───── Texte à analyser
De mutiples personnages

Marcheurs, pèlerins (vrais et faux – à ce que disent certains), saucissonneurs et grands marcheurs, récidivistes ou déçus, cyclistes ou cavaliers, ils sont les acteurs principaux, le plus souvent pour une seule représentation. Ils sont entourés d'un grand nombre d'autres aux spécialités de plus en plus variées et plus ou moins permanents : élus locaux et nationaux, journalistes, baliseurs, hospitaliers, écrivains et éditeurs (les grands de Paris et les petits – en général en province), responsables du tourisme, hôtes, hôteliers et restaurateurs, aménageurs, présidents et responsables d’associations, curés, religieuses et nouveaux évangélisateurs, chercheurs et étudiants, commerçants, tenanciers de camping, conservateurs et médiateurs du patrimoine, voyagistes, transporteurs et taxis, webmestres de sites professionnels, associatifs ou perso. Les acteurs majeurs doivent aussi être diversifiés selon leurs motivations et leurs convictions : croyants de toutes religions, agnostiques, … La liste est longue et la variété infinie, comme dans la vie.

Un décor auréolé d'un prestige immérité

Le livre qui montre l'imposture
Le livre qui montre l'imposture
Tous ces acteurs ont leur place dans ce spectacle aux actes multiples, toujours semblables et toujours différents. Manifestation permanente de la vie, théâtre ou jeu comme jadis les jeux du cirque, il se joue à longueur d’année sur les chemins de Compostelle. Cette scène a été honorée du titre de Patrimoine mondial de l’humanité. Pour la France cette désignation a été obtenue grâce à la complicité de l'UNESCO qui a fermé les yeux sur la présentation mensongère faite de sa décision.
──────────
───── Jeu de données
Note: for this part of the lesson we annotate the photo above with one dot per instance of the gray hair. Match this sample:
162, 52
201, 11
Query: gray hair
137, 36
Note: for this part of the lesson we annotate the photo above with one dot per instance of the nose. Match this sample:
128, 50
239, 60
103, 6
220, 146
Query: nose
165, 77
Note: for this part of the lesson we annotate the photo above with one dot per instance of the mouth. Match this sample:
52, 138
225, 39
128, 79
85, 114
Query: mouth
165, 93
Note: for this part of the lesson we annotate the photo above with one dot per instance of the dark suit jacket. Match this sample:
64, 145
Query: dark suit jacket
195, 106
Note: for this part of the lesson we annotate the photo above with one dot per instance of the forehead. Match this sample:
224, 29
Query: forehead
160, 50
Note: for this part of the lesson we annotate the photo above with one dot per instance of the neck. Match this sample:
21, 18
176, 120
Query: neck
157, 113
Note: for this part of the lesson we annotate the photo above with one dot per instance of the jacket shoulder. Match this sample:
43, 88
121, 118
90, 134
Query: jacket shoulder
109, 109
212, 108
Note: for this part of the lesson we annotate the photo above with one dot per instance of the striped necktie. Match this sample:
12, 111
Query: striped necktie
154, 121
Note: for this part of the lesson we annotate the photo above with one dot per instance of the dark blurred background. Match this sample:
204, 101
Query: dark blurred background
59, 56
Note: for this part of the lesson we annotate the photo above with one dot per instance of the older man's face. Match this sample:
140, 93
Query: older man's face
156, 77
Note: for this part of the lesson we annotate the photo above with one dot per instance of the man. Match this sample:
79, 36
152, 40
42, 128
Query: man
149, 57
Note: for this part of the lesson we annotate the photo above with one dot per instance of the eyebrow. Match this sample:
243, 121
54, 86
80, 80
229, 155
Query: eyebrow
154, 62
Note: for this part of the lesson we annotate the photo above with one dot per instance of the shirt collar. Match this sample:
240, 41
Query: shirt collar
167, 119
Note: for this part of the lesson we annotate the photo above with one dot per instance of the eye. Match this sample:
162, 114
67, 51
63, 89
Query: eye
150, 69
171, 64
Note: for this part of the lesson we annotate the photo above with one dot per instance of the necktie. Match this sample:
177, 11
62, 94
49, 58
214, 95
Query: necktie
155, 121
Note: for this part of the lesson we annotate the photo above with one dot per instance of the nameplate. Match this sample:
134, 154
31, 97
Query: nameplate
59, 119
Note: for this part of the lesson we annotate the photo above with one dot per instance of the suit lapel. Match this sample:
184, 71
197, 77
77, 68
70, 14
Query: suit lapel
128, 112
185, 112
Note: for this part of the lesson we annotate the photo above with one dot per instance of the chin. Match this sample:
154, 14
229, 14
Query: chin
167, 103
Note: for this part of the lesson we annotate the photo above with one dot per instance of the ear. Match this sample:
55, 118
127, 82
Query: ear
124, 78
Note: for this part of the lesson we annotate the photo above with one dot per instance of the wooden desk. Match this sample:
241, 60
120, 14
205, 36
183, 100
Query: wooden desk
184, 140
──────────
Reproduisez sans aucune modification le passage du texte sur les chemins de Compostelle qui commence aux mots « Un décor auréolé » et se termine après les mots « de sa décision. ». Les enregistrements proviennent d'une autre source que le texte.

● **Solution de la tâche**
Un décor auréolé d'un prestige immérité

Le livre qui montre l'imposture
Le livre qui montre l'imposture
Tous ces acteurs ont leur place dans ce spectacle aux actes multiples, toujours semblables et toujours différents. Manifestation permanente de la vie, théâtre ou jeu comme jadis les jeux du cirque, il se joue à longueur d’année sur les chemins de Compostelle. Cette scène a été honorée du titre de Patrimoine mondial de l’humanité. Pour la France cette désignation a été obtenue grâce à la complicité de l'UNESCO qui a fermé les yeux sur la présentation mensongère faite de sa décision.